• _PROVIDED PASSAGE_:
Lastly, the author addresses the conflict between the needs of software and the needs of human users. As part of the resolution there is a need to validate the use of clinical terminologies in actual implementations. Successful terminologies will be those that routinely share the same information across independent systems.
[Rector 2008] discusses several problem areas of SNOMED CT but focus on three particular issues: SNOMED CT’s “context model”; the representation of part-whole relations; and, the problems of determining semantic equivalence between findings and observables. The authors argue for a schema that integrates context with other concepts; one for concepts themselves; and one for concepts occurring in situa–tions. Such a schema would require SNOMED CT logical formalism to include negation, disjunction and general concept inclusion axioms. The authors state the obvious choice for such formalism is W3C standard Web Ontology Language (OWL).
The authors discuss at length the major advantages to using a more expressive language that include: a uniform, clear, and understandable schema for all concepts used in clinical records; eliminating the need for special mechanisms to deal with context, parsimony and role groups; leveraging of the logical representation to organize and quality assure the hierarchies; improving the ability to recognize semantic equivalences between pre and post-coordinated expressions; improving the ability to modularize SNOMED CT for specific purposes; and, allowing access to techniques developed by the Semantic Web.
Reformulation of SNOMED CT would involve a threefold process: the syntax would need to be transformed to OWL 1.1 using entirely automated processes currently available; the explicit content of SNOMED CT’s definitions would need to be reviewed and extended; and different tools and classifiers would need to be used. The authors argue that the result would be a SNOMED CT that is more regular, uniform, and has better defined and consistent semantics allowing for easier querying ability. The authors also admit that these assertions need to be tested by a feasibility study on a limited subset of SNOMED CT. For example in the United Kingdom 1000 (or 1.1% of the codes) of READ codes accounted for 81% of coded data of primary care practitioners while 10,000 codes accounted for 99%.

• _EXERCISES TO COMPLETE_:
1 – According to the SNOMED CT passage, which language do the authors consider the obvious choice for the logical formalism?
2 – List every advantage of a more expressive language that the SNOMED CT passage names.
3 – Continue the SNOMED CT passage after its final sentence.

• _INFORMATION_:
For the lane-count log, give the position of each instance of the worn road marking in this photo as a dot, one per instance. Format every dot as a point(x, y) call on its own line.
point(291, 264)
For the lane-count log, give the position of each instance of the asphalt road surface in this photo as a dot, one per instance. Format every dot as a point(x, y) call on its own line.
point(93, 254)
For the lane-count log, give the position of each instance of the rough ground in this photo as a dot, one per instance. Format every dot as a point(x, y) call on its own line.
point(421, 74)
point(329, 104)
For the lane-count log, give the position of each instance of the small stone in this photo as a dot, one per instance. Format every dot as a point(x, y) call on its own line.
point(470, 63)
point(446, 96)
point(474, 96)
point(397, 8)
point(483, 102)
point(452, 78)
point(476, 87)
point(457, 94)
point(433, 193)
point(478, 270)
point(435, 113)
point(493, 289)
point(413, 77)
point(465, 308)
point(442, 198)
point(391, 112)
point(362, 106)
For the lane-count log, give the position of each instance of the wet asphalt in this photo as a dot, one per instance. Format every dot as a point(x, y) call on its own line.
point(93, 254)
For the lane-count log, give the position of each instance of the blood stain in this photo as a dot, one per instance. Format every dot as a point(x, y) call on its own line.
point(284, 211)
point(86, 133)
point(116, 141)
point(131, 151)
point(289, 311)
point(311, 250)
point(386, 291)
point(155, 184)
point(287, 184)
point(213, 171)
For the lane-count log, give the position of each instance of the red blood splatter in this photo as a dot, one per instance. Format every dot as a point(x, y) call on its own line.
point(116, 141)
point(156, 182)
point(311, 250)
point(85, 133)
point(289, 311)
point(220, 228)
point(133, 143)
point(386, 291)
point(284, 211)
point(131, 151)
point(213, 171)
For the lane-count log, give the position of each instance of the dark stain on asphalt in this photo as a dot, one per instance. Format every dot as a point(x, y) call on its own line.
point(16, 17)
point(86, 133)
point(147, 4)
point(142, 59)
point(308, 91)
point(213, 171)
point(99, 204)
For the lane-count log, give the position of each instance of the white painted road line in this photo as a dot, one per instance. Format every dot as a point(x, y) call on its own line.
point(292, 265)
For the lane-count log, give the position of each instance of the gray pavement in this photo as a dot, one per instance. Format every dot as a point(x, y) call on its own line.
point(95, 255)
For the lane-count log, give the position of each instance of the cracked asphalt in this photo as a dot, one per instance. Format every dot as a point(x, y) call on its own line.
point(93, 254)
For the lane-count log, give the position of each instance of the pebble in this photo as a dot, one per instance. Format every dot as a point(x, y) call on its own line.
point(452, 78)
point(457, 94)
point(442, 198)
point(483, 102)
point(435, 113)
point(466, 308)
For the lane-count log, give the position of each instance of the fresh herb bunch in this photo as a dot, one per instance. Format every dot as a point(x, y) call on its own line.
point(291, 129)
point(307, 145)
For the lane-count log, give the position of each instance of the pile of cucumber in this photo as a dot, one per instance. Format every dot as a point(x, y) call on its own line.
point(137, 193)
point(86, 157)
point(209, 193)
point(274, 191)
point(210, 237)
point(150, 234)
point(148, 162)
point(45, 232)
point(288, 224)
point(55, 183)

• _RESULTS OF THE EXERCISE_:
1 – The W3C standard Web Ontology Language (OWL).

2 –
- A uniform, clear, and understandable schema for all concepts used in clinical records
- Eliminating the need for special mechanisms to deal with context, parsimony and role groups
- Leveraging the logical representation to organize and quality assure the hierarchies
- Improving the ability to recognize semantic equivalences between pre and post-coordinated expressions
- Improving the ability to modularize SNOMED CT for specific purposes
- Allowing access to techniques developed by the Semantic Web

3 –
The semantic web approach to terminology differs in a number of ways from the existing state of affairs in medical terminology in the U.S. Characteristics of the semantic web approach include:
1) a common format for identifiers,
2) a common syntax, and,
3) a common formal semantics for vocabularies precedes the dissemination of content.
Given a common syntax and formal semantics, the ability to create, cross reference, merge or extend vocabularies is available to all users. In the Semantic Web model, the common identifier format is the Uniform Resource Identifier (URI) [Berners-Lee 2005]; the common syntax is the RDF triples syntax [Klyne 2004b]; and the common formal semantics is the model theoretic semantics of RDF/OWL [Hayes 2004], that defines the criteria for determining the truth of an assertions, and allows determination of the computational complexity of the task of computing the truth of a statement.
Therefore, in the semantic web environment, vocabularies are intended to be inher–ently mixable. Vocabularies tend to be smaller, more intensively modeled and even more highly contextualized than in the existing U.S. terminology landscape.
How can the two worlds of the existing terminology landscape and the emerging web-enabled terminological landscape be bridged?
Of central importance is the development of a common system of identifiers that can facilitate access to terminological knowledge by standard software and facilitate mixing of terminologies. The UMLS Metathesaurus curators developed one approach to this requirement [Anonymous 2009e] when they created the system of concept unique identifiers (CUI), lexical unique identifiers (LUI), string unique identifiers (SUI) and atom unique identifiers (AUI) that give an interoperable format to all conceptual and lexical entities in the source vocabularies. This system has a somewhat different intent than what is described here, since the unique concept identifiers of the source vocabularies, while preserved as informational items in this system, do not have guaranteed one-to-one mappings to any one of the four UMLS identifier types. A similar system is the Mayo LexGrid system [Pathak 2009], which assigns to each mapped identifier. Further discussion of common identifiers is elsewhere in this report.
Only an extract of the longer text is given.